Provided passage —
----
Clearinghouse
The delegates of 69 nations meeting in the main hall of the old League of Nations building in Geneva were there on serious business. Their job was to make the world a somewhat healthier place to live in. Last week the 450 delegates to the U.N.'s World Health Organization ended their 1948 sessions convinced that they had taken a few steps forward.
Little Money. They had had little money to work with. WHO's budget would be only $5,000,000 (U.S. contribution: about $1,925,000), most of it for passing out public health know-how to less advanced members. Priority programs (with $1,038,000): malaria, tuberculosis, maternal and child health, venereal disease, nutrition and "environmental hygiene" (including tropical hygiene, housing and town planning).
The assembly also adopted new international rules for the statistical reporting of disease and causes of death. WHO delegates thought this important for two reasons: health services are handicapped in curing the world until they find out what (in exact language) ails it, and they must be sure that a report of "plague" somewhere back of Singapore means the same thing as "plague" in Geneva.
Finally, the assembly heard reports on the work of missions sent out by the interim commission that preceded the present permanent organization (TIME, April 5). Said Dr. Neville Gordon, pipe-smoking British head of WHO field services, about DDT-spraying planes in Greece: "Our slow, low-flying planes could be shot down like ducks by anybody with a gun on a hill [but] the rebels even sent guides through the lines to our spraying teams, asking them to come up and spray rebel-held villages." In China, a WHO mission, with authorization of the Central government, is working in Communist-held as well as government-held provinces.
Much Hope. Nearly all the assembly's decisions were unanimous. Chairman and newly elected president was Yugoslavia's esteemed, bull-necked Andrija Stampar, rector of the University of Zagreb. He had, said one delegate, a "unanimity complex." He would make assembly procedure a personal issue: "If you have confidence in your chairman you will adopt this item"; or "I would be the most unhappy man in the world if the assembly rejected this proposal." WHO, Dr. Stampar thinks, should not set out to be a super health department for the world, but rather a clearinghouse for vital information, and a place where nations could get doctors and technicians when disease strikes.
The new director-general is Psychiatrist Brock Chisholm, wartime head of the Canadian Army's medical service. A methodical administrator who gets angry if an assistant is half a minute late for an appointment, he will stay in Geneva to get WHO's machinery moving. Said he as the assembly closed: "Our delegates are too damned cooperative at least for the press. But some day the press will admit the dramatic news values of this international cooperation."
----
Using the information —
**A)** In the article on the 1948 WHO assembly, who is named as the new director-general?
**B)** From the article on the 1948 WHO assembly, return everything from "Much Hope. Nearly" down to "when disease strikes.".
Rely only on the article on the 1948 WHO assembly.

Raw data —
----
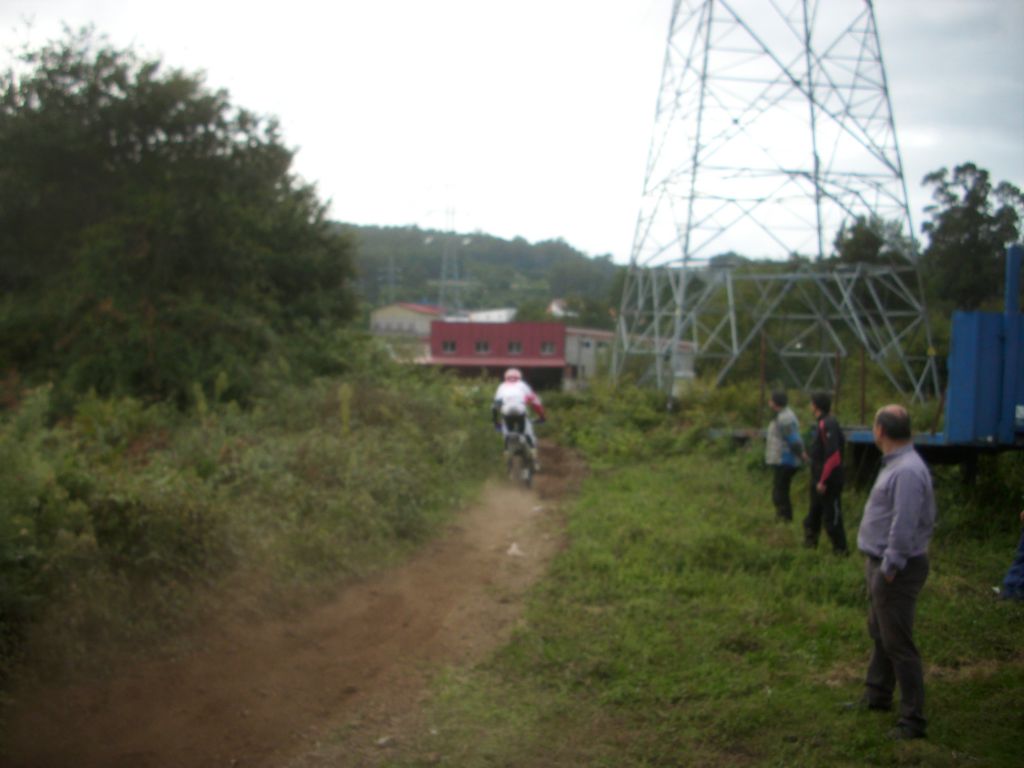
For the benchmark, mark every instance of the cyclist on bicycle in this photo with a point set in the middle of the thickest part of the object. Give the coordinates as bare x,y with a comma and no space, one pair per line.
512,398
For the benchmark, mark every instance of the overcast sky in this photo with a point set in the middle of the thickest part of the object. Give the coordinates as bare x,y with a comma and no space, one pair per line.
529,119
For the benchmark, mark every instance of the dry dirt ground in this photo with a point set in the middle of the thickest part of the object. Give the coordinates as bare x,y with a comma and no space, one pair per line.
338,684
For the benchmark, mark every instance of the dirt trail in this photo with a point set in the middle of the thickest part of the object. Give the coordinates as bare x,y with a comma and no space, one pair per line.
355,669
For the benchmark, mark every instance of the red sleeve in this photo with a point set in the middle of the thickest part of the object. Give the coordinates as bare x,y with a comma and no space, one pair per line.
834,458
535,402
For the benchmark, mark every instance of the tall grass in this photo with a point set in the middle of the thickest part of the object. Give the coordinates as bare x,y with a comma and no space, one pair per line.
118,524
683,626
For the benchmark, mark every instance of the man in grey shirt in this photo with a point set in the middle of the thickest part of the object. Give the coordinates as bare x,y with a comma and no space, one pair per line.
894,534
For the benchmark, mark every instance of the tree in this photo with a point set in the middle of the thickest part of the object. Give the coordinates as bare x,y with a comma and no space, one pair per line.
869,240
152,235
972,224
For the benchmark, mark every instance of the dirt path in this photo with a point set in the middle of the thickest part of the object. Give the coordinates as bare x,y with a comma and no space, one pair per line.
355,670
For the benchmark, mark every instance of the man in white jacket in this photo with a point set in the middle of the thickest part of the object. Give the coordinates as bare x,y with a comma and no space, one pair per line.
512,399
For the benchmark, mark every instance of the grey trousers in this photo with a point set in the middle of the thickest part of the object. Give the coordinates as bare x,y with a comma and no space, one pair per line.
895,659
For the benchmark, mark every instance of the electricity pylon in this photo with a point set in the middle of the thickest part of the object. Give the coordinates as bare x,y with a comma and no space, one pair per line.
773,129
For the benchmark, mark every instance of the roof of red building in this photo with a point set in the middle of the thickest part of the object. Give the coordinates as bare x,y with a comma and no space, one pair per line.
422,308
477,360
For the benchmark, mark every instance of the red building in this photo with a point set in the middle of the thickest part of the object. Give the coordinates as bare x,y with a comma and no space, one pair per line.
488,348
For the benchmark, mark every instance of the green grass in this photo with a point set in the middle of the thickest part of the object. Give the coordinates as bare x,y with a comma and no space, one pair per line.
683,626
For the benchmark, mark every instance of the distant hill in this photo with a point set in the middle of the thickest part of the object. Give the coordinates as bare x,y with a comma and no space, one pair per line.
404,264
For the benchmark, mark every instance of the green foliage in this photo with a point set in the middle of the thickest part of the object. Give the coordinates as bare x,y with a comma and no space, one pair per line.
972,224
683,626
403,264
115,521
152,236
868,240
----
Solutions in order —
**A)** Psychiatrist Brock Chisholm, wartime head of the Canadian Army's medical service.

**B)**
Much Hope. Nearly all the assembly's decisions were unanimous. Chairman and newly elected president was Yugoslavia's esteemed, bull-necked Andrija Stampar, rector of the University of Zagreb. He had, said one delegate, a "unanimity complex." He would make assembly procedure a personal issue: "If you have confidence in your chairman you will adopt this item"; or "I would be the most unhappy man in the world if the assembly rejected this proposal." WHO, Dr. Stampar thinks, should not set out to be a super health department for the world, but rather a clearinghouse for vital information, and a place where nations could get doctors and technicians when disease strikes.